• _Text segment_
-----
The 4/6 proposal is pretty straightforward. At present there are five finalists in each category, and each voter gets to nominate five choices for those five slots. 4/6 would increase the number of finalists to six, and simultaneously decrease the number of nominations allowed each voter to four. The theory being that a slate voting lockstep might take four slots, but not the whole category.
EPH, which stands for E Pluribus Hugo, is considerably more complicated, and I will not attempt to describe it here. It was designed by mathematicians and voting theorists, and will supposedly prevent a small disciplined minority from taking all the slots on the ballot. There's been plenty of discussion and debate about EPH all over the internet.
Most recently, the designers of EPH have done a test run to see what impact the system would have had on the latest ballot. The results, and a spirited discussion of same, can be found over on Mike Glyer's FILE 770, here: http://file770.com/?p=28946#comments
((For those of an academic and mathematical bent, the hard crunchy bits are here: https://www.schneier.com/academic/paperfiles/Proportional_Voting_System.pdf ))
From where I sit, the EPH results are not very encouraging.
-----
• _Records provided_
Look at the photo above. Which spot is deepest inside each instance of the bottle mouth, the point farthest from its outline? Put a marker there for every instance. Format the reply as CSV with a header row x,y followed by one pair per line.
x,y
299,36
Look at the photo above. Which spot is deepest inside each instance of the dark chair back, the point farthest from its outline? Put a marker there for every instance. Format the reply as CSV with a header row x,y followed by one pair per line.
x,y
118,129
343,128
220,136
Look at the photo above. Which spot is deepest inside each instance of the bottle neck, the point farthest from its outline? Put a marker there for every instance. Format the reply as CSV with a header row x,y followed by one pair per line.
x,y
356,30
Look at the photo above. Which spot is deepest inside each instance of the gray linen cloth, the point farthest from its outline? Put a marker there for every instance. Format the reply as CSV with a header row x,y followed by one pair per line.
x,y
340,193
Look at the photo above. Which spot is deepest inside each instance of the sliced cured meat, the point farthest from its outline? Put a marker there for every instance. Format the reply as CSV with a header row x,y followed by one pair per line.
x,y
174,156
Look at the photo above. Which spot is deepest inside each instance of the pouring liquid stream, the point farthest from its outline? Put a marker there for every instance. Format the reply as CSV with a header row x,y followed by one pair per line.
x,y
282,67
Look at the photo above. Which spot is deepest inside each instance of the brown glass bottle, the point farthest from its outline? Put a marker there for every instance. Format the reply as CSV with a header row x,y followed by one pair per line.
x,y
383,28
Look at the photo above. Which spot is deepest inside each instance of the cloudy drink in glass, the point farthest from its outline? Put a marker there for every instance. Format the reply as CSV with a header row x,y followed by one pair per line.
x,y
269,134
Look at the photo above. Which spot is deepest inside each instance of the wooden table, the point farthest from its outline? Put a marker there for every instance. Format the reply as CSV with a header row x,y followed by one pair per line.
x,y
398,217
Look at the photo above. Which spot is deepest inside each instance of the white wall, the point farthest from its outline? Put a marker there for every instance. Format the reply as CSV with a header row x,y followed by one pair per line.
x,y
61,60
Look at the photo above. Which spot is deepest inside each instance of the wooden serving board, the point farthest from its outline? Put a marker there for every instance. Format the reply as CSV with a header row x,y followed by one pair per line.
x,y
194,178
-----
• _Tasks_
**A.** In the text on the 4/6 proposal and EPH, how many finalists per category would the 4/6 proposal allow?
**B.** Repeat the stretch from "The 4/6 proposal" through "over the internet." in the text on the 4/6 proposal and EPH.
**C.** Which distinct numbers spelled out as words appear in the text on the 4/6 proposal and EPH?

• _Problem solutions_
**A.** Six finalists per category.

**B.**
The 4/6 proposal is pretty straightforward. At present there are five finalists in each category, and each voter gets to nominate five choices for those five slots. 4/6 would increase the number of finalists to six, and simultaneously decrease the number of nominations allowed each voter to four. The theory being that a slate voting lockstep might take four slots, but not the whole category.
EPH, which stands for E Pluribus Hugo, is considerably more complicated, and I will not attempt to describe it here. It was designed by mathematicians and voting theorists, and will supposedly prevent a small disciplined minority from taking all the slots on the ballot. There's been plenty of discussion and debate about EPH all over the internet.

**C.** five, six, four